§ WHAT NEEDS TO BE DONE
Look through the records, and whenever a line includes the word "positive", copy it.

*** MATERIAL SHOWN

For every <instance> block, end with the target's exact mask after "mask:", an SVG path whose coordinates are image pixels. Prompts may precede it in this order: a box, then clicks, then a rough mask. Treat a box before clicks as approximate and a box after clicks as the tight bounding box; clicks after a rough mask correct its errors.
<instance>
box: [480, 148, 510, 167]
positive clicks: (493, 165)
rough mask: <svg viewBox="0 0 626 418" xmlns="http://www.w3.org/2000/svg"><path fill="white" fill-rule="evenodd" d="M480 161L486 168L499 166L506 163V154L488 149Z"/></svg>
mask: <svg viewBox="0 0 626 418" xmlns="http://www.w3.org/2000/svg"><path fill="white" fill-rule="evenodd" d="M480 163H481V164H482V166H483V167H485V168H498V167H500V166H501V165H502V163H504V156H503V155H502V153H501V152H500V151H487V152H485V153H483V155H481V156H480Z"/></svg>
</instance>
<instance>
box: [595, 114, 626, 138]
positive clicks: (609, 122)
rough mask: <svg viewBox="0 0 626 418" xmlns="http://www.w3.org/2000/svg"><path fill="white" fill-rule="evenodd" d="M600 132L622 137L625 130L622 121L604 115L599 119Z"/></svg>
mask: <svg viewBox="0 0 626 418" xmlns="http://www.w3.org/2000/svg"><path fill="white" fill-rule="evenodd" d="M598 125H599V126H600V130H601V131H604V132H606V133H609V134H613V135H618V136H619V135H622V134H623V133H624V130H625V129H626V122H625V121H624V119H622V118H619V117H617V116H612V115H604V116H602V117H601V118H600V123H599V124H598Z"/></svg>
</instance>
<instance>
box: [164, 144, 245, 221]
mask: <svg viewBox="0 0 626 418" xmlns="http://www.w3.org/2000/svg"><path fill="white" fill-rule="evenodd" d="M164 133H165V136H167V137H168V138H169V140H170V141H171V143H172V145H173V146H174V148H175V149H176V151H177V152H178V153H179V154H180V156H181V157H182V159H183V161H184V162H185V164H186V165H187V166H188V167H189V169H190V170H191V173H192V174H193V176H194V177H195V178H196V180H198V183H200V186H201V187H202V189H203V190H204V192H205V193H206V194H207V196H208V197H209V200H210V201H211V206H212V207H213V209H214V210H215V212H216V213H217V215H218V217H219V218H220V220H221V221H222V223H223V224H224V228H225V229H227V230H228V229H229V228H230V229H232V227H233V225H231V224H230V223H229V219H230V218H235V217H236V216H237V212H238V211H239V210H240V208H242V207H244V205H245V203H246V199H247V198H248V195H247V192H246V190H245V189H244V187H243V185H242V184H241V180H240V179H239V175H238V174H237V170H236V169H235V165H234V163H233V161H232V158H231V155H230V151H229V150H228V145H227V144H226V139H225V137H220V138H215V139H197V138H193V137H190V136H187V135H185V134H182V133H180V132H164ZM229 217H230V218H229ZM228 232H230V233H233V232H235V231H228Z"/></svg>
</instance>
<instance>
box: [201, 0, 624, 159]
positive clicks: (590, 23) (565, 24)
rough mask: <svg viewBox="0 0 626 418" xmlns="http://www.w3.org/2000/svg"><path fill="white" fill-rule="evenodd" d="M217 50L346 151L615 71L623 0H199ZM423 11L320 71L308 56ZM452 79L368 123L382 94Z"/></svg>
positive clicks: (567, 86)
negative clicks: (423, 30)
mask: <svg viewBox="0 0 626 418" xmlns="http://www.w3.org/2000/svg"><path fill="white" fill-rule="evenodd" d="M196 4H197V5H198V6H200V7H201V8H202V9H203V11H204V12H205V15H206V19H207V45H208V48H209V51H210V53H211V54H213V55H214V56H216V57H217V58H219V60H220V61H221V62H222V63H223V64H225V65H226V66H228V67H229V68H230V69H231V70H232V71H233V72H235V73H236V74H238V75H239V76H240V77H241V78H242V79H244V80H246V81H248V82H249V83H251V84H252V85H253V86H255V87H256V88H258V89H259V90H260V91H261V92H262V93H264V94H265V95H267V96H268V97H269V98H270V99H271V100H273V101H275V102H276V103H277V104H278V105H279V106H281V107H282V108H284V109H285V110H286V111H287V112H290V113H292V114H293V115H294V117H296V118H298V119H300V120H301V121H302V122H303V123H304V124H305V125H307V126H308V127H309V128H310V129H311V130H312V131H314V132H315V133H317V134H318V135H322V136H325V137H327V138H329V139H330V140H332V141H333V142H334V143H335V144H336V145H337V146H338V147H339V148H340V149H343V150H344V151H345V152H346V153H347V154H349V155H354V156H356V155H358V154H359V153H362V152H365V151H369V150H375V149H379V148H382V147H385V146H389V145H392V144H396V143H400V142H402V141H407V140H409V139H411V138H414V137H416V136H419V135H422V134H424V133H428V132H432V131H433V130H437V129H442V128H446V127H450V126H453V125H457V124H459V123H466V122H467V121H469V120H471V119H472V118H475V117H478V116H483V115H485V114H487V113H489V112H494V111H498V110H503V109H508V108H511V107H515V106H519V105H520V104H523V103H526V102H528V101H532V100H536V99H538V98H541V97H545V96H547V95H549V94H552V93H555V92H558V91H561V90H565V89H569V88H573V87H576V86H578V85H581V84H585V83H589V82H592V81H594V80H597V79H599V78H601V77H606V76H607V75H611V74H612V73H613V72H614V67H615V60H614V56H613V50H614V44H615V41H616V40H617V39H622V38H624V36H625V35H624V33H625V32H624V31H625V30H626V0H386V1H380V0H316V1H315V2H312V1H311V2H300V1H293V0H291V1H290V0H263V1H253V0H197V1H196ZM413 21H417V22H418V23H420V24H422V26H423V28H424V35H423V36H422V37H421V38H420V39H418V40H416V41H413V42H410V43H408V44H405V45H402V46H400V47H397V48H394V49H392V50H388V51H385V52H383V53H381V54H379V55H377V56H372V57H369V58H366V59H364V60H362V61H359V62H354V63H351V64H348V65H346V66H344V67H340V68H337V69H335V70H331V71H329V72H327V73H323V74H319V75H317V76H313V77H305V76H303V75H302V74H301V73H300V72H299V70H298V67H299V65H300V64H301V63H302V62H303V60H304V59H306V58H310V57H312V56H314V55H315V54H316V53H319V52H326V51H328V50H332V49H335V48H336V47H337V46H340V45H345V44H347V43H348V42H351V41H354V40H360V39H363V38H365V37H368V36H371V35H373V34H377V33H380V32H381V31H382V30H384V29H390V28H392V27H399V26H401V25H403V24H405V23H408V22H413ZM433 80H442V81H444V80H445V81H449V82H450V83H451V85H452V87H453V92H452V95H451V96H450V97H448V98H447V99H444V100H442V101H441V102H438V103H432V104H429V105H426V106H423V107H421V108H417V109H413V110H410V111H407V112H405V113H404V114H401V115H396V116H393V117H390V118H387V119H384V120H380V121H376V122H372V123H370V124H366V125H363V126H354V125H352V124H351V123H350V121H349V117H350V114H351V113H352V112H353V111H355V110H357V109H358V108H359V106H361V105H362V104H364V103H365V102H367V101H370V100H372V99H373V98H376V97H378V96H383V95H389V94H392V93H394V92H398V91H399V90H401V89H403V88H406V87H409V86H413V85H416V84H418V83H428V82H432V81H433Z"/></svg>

******

§ RESULT FOR THIS EXERCISE
positive clicks: (493, 165)
positive clicks: (609, 122)
positive clicks: (590, 23) (565, 24)
positive clicks: (567, 86)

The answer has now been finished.